California: Shasta Dam

By Discover our Shared Heritage Travel Itinerary Series
Large view of Shasta Dam surrounded by water and mountains.
Shasta Dam is breathtaking not only for its great size, it stands 602 feet high, but for its majestic setting in the southern range of the Cascades. Bureau of Reclamation

Northern California’s Shasta Dam is a keystone of the Bureau of Reclamation’s huge Central Valley Project, which involves 35 of California's counties and two major watersheds: those of the Sacramento River on the north and the San Joaquin River on the south. Together, these watersheds extend for nearly 500 miles, feeding the heart of California’s long, flat Central Valley, one of the most fertile and productive garden spots in the world. Grown here are more than 250 varieties of crops, including the almonds, artichokes, avocados and wine grapes that make California famous for more than movie stars. 

Shasta Dam, dwarfed only by Hoover and Grand Coulee dams when it was completed on the Sacramento River in 1945, is breathtaking not only for its great size, but for its majestic setting in the southern range of the Cascades. The 602 foot-high, concrete, curved gravity dam holds back an immense blue reservoir, Lake Shasta, which boasts a 365-mile shoreline nestled amid evergreen hills and the snow-covered volcanic peak of Mount Shasta. 

Shasta not only stores water to irrigate valley farms to the south, but it protects them from floods and the intrusion of saline ocean water that flows in from San Francisco Bay. The dam also provides water for towns and industries and furnishes hydroelectric power. Shasta is only one of 20 dams and reservoirs on Reclamation’s Central Valley Project, but it has been a key component from the beginning.

▶ [Data entries]:
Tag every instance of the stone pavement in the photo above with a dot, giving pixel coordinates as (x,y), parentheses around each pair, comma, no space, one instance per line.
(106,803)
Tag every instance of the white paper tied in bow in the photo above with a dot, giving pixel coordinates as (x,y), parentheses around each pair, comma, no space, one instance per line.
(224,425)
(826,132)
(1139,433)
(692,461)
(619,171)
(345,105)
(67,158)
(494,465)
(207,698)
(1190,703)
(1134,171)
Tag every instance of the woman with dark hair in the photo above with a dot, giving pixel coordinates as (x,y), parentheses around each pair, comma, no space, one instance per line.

▶ [Instructions to follow]: Quote the Shasta Dam text word for word, starting at "Shasta Dam, dwarfed" and ending at "from the beginning.".

▶ [Expected output]:
Shasta Dam, dwarfed only by Hoover and Grand Coulee dams when it was completed on the Sacramento River in 1945, is breathtaking not only for its great size, but for its majestic setting in the southern range of the Cascades. The 602 foot-high, concrete, curved gravity dam holds back an immense blue reservoir, Lake Shasta, which boasts a 365-mile shoreline nestled amid evergreen hills and the snow-covered volcanic peak of Mount Shasta. 

Shasta not only stores water to irrigate valley farms to the south, but it protects them from floods and the intrusion of saline ocean water that flows in from San Francisco Bay. The dam also provides water for towns and industries and furnishes hydroelectric power. Shasta is only one of 20 dams and reservoirs on Reclamation’s Central Valley Project, but it has been a key component from the beginning.